YOUR GOAL
Rewrite the listing below as a numbered list, leaving out blank lines and any pictures.

RECORDS SUPPLIED
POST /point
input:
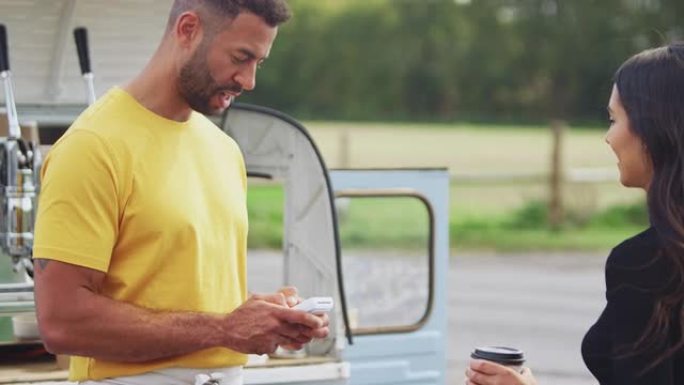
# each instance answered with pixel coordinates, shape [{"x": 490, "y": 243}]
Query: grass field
[{"x": 484, "y": 214}]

CORRECT RESULT
1. POST /point
2. input:
3. # each instance answered with pixel coordinates, shape [{"x": 490, "y": 243}]
4. Query: grass field
5. [{"x": 484, "y": 214}]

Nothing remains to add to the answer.